ОТРЫВОК ДЛЯ ЧТЕНИЯ:
-------------------------

Теперь, когда Россию настигает изоляция от всего мира, чтение и письмо в нечеловеческих условиях обретают пугающе знакомое (на)значение. Прежде всего — охрана ума и души, выход из отчаяния к чаянию удержать свою субъектность, найти «сильные» слова, противостоящие насилию враждебной среды. Многолетняя работа по сохранению исторической памяти о Второй мировой войне глумливо обращается в прах. Гибнут люди, гибнут города Украины. Гуманитарная трагедия руинизирует и калечит все частное, личное — то, что даже в мирное время легко ускользает от наблюдателей.
Тем важнее именно теперь приникнуть к личному опыту переживания катастрофы. Нам придется заново учиться всему, что зачеркнуто войной: состраданию, раскаянию, пониманию. Всю оставшуюся жизнь положить на труд осознания и искупления кошмара, который невозможно простить. Погибшими и искалеченными вопиют память и совесть: верность своей не своей боли. Раны просят заживления. Мы находимся во времени, когда рваные раны зашивают без обезболивания — если зашивают вообще. Кажется, кончились или переломаны инструменты, порваны нити, сгинули все хирурги.
Читая Барскову, понимаешь: не все.
Герои Барсковой добросовестно снимают пену безумия с ледяного кипятка вечной блокадной ночи, медлят пригубить эрзац небытия, затесавшись меж тем и этим миром: в Отделении Связи. Упрямо разделяя и соединяя их и нас, Барскова воскрешает память из сиротливых объедков/объектов: артефактов катастрофического нарратива, импульсивно срывающегося, сбивчивого, но, вкупе с потаенным горем, бесстыдного. Таков блокадный мир. Фантасмагория его — и следствие больной реальности, и (по)этическое усилие писательницы слиться с ее героями.
Этика и эстетика Барсковой совпадают в языковом фотографировании того, что нельзя запечатлеть. Из оттиска, ощущения, намека на следы жизней разрастаются полубезумные ряды подыскиваемых определений: «Место их угасших, испуганных, исчезающих слов занимали его новые, корявые, уродливые, чрезвычайно живые слова, отзвуки, которые должны были достичь Оставленных, проникнуть в них, как игла с морфием, погрузить их в сумрак не-отчаяния». (Это о Переписчике: о сказочнике Евгении Шварце.) Работа по искусству поэтессы и исследовательницы Полины Барсковой во многом подобна трудам ее героини, художницы Татьяны Глебовой: обеих характеризует «неистовое упорство в производстве набросков» (это о ней: о Пейзажистке). Евгений Шварц и Татьяна Глебова на страницах «Отделения Связи» оживают, умирая, оживляются вопреки невозможности сколь-нибудь точного запечатления/запечатывания в конверты/каверны блокадного мира: «они будут повторять невероятное непостижимое невозможное сюрреальное»; «фантастическое совершенно не интересовало ее, но ее интересовало невозможное».

-------------------------

ИСХОДНЫЕ ДАННЫЕ:

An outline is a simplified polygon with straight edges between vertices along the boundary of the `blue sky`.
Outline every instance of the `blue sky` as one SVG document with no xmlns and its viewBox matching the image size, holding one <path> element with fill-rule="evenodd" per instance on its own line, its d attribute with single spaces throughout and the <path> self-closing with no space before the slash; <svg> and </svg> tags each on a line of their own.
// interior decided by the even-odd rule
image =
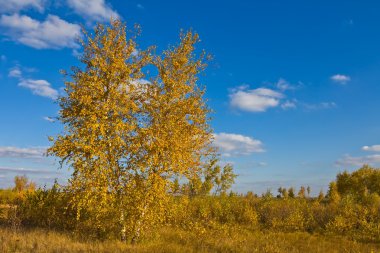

-------------------------

КОРОТКОЕ ЗАДАНИЕ:
Пожалуйста, ответьте на три вопроса по отрывку:
1. Чему, по словам отрывка, нам придется заново учиться?
2. Где, согласно отрывку, затесались герои Барсковой меж тем и этим миром?
3. Кого отрывок называет Переписчиком?

ОЖИДАЕМЫЙ ОТВЕТ:
1. Состраданию, раскаянию, пониманию.
2. В Отделении Связи.
3. Сказочника Евгения Шварца.